## Goal
Put every line of the listing below into a JSON array of strings, one string per line, and leave out blank lines.

## The records
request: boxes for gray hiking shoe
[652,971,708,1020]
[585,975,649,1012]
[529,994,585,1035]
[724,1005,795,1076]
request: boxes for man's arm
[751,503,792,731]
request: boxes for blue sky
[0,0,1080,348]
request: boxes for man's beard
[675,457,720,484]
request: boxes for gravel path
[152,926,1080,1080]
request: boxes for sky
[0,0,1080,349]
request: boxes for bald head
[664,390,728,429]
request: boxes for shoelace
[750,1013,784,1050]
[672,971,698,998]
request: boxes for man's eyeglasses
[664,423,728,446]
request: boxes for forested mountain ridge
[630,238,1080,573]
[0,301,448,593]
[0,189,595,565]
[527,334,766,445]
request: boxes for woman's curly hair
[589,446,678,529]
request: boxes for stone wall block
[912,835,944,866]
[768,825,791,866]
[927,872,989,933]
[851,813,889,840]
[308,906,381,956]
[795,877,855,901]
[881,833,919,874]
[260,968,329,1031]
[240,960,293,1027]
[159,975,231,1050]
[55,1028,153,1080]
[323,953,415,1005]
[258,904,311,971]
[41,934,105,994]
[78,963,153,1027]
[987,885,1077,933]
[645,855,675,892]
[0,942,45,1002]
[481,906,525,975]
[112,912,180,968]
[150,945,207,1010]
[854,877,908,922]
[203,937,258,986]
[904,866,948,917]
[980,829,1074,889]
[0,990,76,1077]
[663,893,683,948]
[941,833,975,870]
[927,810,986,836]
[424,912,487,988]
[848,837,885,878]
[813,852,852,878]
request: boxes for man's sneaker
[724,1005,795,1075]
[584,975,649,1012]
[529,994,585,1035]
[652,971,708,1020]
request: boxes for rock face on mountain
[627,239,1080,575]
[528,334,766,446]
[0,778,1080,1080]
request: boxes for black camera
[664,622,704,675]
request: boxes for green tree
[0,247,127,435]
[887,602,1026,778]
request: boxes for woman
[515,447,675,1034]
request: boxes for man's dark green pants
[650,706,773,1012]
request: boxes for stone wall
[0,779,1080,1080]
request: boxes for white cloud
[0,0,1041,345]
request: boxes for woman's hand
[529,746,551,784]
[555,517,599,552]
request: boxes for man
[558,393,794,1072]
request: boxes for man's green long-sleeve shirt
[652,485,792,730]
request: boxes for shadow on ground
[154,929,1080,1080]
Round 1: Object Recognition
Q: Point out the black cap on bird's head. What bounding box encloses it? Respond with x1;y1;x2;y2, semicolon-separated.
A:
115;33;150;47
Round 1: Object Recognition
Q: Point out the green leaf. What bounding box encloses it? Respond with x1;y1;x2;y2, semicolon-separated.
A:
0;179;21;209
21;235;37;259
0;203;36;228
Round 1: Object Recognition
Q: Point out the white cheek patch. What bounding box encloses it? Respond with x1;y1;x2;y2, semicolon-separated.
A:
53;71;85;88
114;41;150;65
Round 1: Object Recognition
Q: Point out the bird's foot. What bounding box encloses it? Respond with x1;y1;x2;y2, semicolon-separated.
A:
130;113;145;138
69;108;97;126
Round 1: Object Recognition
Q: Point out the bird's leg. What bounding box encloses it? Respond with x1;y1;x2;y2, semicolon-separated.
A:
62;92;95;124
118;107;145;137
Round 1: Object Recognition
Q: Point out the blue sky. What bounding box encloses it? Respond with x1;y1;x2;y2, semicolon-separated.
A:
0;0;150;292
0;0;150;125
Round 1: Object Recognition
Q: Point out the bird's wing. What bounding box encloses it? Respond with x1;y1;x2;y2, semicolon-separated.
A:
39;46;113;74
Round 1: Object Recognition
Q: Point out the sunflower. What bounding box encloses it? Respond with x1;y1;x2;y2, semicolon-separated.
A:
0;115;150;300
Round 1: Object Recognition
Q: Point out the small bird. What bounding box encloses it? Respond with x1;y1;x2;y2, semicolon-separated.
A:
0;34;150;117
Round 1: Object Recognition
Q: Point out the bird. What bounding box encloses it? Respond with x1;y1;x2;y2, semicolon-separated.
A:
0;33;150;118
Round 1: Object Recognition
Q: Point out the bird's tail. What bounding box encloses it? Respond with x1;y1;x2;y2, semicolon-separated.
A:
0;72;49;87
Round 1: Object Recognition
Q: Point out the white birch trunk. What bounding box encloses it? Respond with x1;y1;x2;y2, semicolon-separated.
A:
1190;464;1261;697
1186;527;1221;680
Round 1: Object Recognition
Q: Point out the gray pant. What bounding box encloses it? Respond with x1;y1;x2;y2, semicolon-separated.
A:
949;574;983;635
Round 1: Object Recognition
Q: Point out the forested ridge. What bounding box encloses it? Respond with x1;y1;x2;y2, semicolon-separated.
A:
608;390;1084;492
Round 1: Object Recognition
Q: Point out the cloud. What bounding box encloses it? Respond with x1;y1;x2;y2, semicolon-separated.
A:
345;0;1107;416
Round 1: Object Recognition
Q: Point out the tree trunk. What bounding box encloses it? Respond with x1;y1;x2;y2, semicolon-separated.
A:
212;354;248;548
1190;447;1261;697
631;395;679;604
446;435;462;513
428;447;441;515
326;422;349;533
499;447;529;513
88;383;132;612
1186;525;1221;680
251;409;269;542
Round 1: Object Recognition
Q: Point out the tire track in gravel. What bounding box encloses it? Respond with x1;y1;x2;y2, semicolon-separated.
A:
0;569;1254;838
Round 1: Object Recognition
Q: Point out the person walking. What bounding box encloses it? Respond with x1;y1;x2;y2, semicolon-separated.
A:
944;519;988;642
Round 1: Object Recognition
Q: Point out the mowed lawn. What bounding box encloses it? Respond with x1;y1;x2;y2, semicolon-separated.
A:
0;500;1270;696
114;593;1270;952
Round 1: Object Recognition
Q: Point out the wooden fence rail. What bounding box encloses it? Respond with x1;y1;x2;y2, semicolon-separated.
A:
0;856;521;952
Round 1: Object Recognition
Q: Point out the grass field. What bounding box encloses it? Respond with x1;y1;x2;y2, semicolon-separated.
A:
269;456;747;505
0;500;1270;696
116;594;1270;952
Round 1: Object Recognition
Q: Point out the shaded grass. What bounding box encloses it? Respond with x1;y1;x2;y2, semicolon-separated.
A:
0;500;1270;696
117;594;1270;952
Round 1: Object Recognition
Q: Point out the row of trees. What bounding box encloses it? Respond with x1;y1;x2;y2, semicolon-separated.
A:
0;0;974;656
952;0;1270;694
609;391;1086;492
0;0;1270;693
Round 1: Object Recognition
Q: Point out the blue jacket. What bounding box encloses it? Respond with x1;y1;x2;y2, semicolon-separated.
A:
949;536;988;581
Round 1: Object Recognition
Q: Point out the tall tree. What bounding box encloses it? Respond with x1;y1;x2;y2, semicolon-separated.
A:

## Finished answer
[
  "request: boxes for gray hiking shoe",
  "[652,971,708,1020]",
  "[585,975,649,1012]",
  "[529,994,585,1035]",
  "[724,1005,795,1076]",
  "request: boxes for man's arm",
  "[751,503,792,731]",
  "request: boxes for blue sky",
  "[0,0,1080,348]",
  "request: boxes for man's beard",
  "[675,457,720,484]",
  "request: boxes for gravel path",
  "[152,926,1080,1080]",
  "request: boxes for sky",
  "[0,0,1080,349]",
  "request: boxes for bald head",
  "[664,390,728,429]",
  "request: boxes for shoelace",
  "[750,1013,784,1050]",
  "[672,971,698,998]",
  "request: boxes for man's eyeglasses",
  "[664,423,728,446]",
  "request: boxes for forested mountain ridge",
  "[630,238,1080,573]",
  "[0,301,448,593]",
  "[0,189,595,565]",
  "[527,334,766,445]",
  "request: boxes for woman's curly hair",
  "[589,446,678,529]",
  "request: boxes for stone wall block",
  "[912,835,944,866]",
  "[768,825,791,866]",
  "[927,872,989,933]",
  "[851,813,889,840]",
  "[308,906,381,956]",
  "[795,877,855,901]",
  "[881,833,919,874]",
  "[260,968,329,1031]",
  "[240,960,293,1027]",
  "[159,975,231,1050]",
  "[55,1028,153,1080]",
  "[323,953,415,1005]",
  "[258,904,311,971]",
  "[41,934,105,994]",
  "[78,963,153,1027]",
  "[987,885,1077,933]",
  "[645,855,675,892]",
  "[0,942,45,1002]",
  "[481,906,525,975]",
  "[112,912,180,968]",
  "[150,945,207,1010]",
  "[854,877,908,922]",
  "[203,937,258,986]",
  "[904,866,948,917]",
  "[980,829,1074,889]",
  "[0,990,76,1077]",
  "[663,893,683,948]",
  "[941,833,975,870]",
  "[927,810,986,836]",
  "[424,912,487,988]",
  "[848,837,885,878]",
  "[813,852,852,878]",
  "request: boxes for man's sneaker",
  "[724,1005,795,1075]",
  "[584,975,649,1012]",
  "[529,994,585,1035]",
  "[652,971,708,1020]",
  "request: boxes for rock face on mountain",
  "[627,239,1080,575]",
  "[528,334,766,446]",
  "[0,778,1080,1080]",
  "request: boxes for black camera",
  "[664,622,704,675]",
  "request: boxes for green tree",
  "[0,247,127,435]",
  "[887,602,1026,778]",
  "request: boxes for woman",
  "[515,447,675,1034]",
  "request: boxes for man's dark green pants",
  "[650,706,773,1012]",
  "request: boxes for stone wall",
  "[0,779,1080,1080]",
  "request: boxes for white cloud",
  "[0,0,1041,345]",
  "request: boxes for woman's hand",
  "[529,746,551,784]",
  "[555,517,599,552]",
  "request: boxes for man",
  "[558,393,794,1072]",
  "request: boxes for man's green long-sleeve shirt",
  "[652,485,792,730]",
  "request: boxes for shadow on ground",
  "[154,929,1080,1080]",
  "Round 1: Object Recognition",
  "Q: Point out the black cap on bird's head. What bounding box encloses it? Respond with x1;y1;x2;y2, semicolon-separated.",
  "A:",
  "115;33;150;47",
  "Round 1: Object Recognition",
  "Q: Point out the green leaf. What bounding box encloses it? Respond with x1;y1;x2;y2, semicolon-separated.",
  "A:",
  "0;179;21;209",
  "21;235;37;259",
  "0;203;36;228",
  "Round 1: Object Recognition",
  "Q: Point out the white cheek patch. What bounding box encloses it? Respond with x1;y1;x2;y2, semicolon-separated.",
  "A:",
  "53;71;85;88",
  "114;41;150;65",
  "Round 1: Object Recognition",
  "Q: Point out the bird's foot. What bounding box encloses it? Respond with x1;y1;x2;y2, semicolon-separated.",
  "A:",
  "130;113;145;138",
  "69;108;97;126",
  "Round 1: Object Recognition",
  "Q: Point out the bird's leg. What bounding box encloses it? Respond with x1;y1;x2;y2, semicolon-separated.",
  "A:",
  "62;92;95;124",
  "118;107;145;137",
  "Round 1: Object Recognition",
  "Q: Point out the blue sky. What bounding box encloses it? Respond with x1;y1;x2;y2, semicolon-separated.",
  "A:",
  "0;0;150;292",
  "0;0;150;125",
  "Round 1: Object Recognition",
  "Q: Point out the bird's wing. What bounding box encloses it? Respond with x1;y1;x2;y2, semicolon-separated.",
  "A:",
  "39;46;113;74",
  "Round 1: Object Recognition",
  "Q: Point out the sunflower. What bounding box encloses it? Respond with x1;y1;x2;y2, semicolon-separated.",
  "A:",
  "0;115;150;300",
  "Round 1: Object Recognition",
  "Q: Point out the small bird. What bounding box encloses it? Respond with x1;y1;x2;y2, semicolon-separated.",
  "A:",
  "0;34;150;117",
  "Round 1: Object Recognition",
  "Q: Point out the bird. What bounding box encloses it? Respond with x1;y1;x2;y2, semicolon-separated.",
  "A:",
  "0;33;150;118",
  "Round 1: Object Recognition",
  "Q: Point out the bird's tail. What bounding box encloses it? Respond with x1;y1;x2;y2, semicolon-separated.",
  "A:",
  "0;72;49;87",
  "Round 1: Object Recognition",
  "Q: Point out the white birch trunk. What bounding box encloses it? Respond with x1;y1;x2;y2, semicolon-separated.",
  "A:",
  "1190;464;1261;697",
  "1186;527;1221;680",
  "Round 1: Object Recognition",
  "Q: Point out the gray pant. What bounding box encloses it? Respond with x1;y1;x2;y2, semicolon-separated.",
  "A:",
  "949;574;983;635",
  "Round 1: Object Recognition",
  "Q: Point out the forested ridge. What bounding box encloses it? Respond with x1;y1;x2;y2, semicolon-separated.",
  "A:",
  "608;390;1084;492",
  "Round 1: Object Recognition",
  "Q: Point out the cloud. What bounding box encloses it? Respond with x1;y1;x2;y2, semicolon-separated.",
  "A:",
  "345;0;1107;416",
  "Round 1: Object Recognition",
  "Q: Point out the tree trunk. What bounding box encloses it? Respond with x1;y1;x2;y2, semicolon-separated.",
  "A:",
  "212;354;248;548",
  "1190;447;1261;697",
  "631;395;679;604",
  "446;435;462;513",
  "428;447;441;515",
  "326;422;349;533",
  "499;447;529;513",
  "88;383;132;612",
  "1186;525;1221;680",
  "251;409;269;542",
  "Round 1: Object Recognition",
  "Q: Point out the tire track in gravel. What bounding box encloses it? Respond with x1;y1;x2;y2, semicolon-separated.",
  "A:",
  "0;569;1254;838",
  "Round 1: Object Recognition",
  "Q: Point out the person walking. What bounding box encloses it? Respond with x1;y1;x2;y2, semicolon-separated.",
  "A:",
  "944;519;988;642",
  "Round 1: Object Recognition",
  "Q: Point out the mowed lawn. What bounding box encloses it? Respond with x1;y1;x2;y2, semicolon-separated.",
  "A:",
  "0;500;1270;696",
  "114;593;1270;952",
  "Round 1: Object Recognition",
  "Q: Point out the wooden fence rail. What bounding box encloses it? Respond with x1;y1;x2;y2, semicolon-separated.",
  "A:",
  "0;856;521;952",
  "Round 1: Object Recognition",
  "Q: Point out the grass field. What bounding box encloses it? Respond with x1;y1;x2;y2, semicolon-separated.",
  "A:",
  "269;456;747;505",
  "0;500;1270;696",
  "116;594;1270;952",
  "Round 1: Object Recognition",
  "Q: Point out the shaded grass. What bounding box encloses it? Respond with x1;y1;x2;y2, semicolon-separated.",
  "A:",
  "0;500;1270;696",
  "117;594;1270;952",
  "Round 1: Object Recognition",
  "Q: Point out the row of trees. What bounding box encloses it? Respond with x1;y1;x2;y2, semicolon-separated.",
  "A:",
  "0;0;974;656",
  "952;0;1270;694",
  "609;391;1086;492",
  "0;0;1270;693",
  "Round 1: Object Recognition",
  "Q: Point out the blue jacket. What bounding box encloses it? Respond with x1;y1;x2;y2, semicolon-separated.",
  "A:",
  "949;536;988;581",
  "Round 1: Object Recognition",
  "Q: Point out the tall tree. What bounding box encloses it? Respond with x1;y1;x2;y2, semicolon-separated.",
  "A:"
]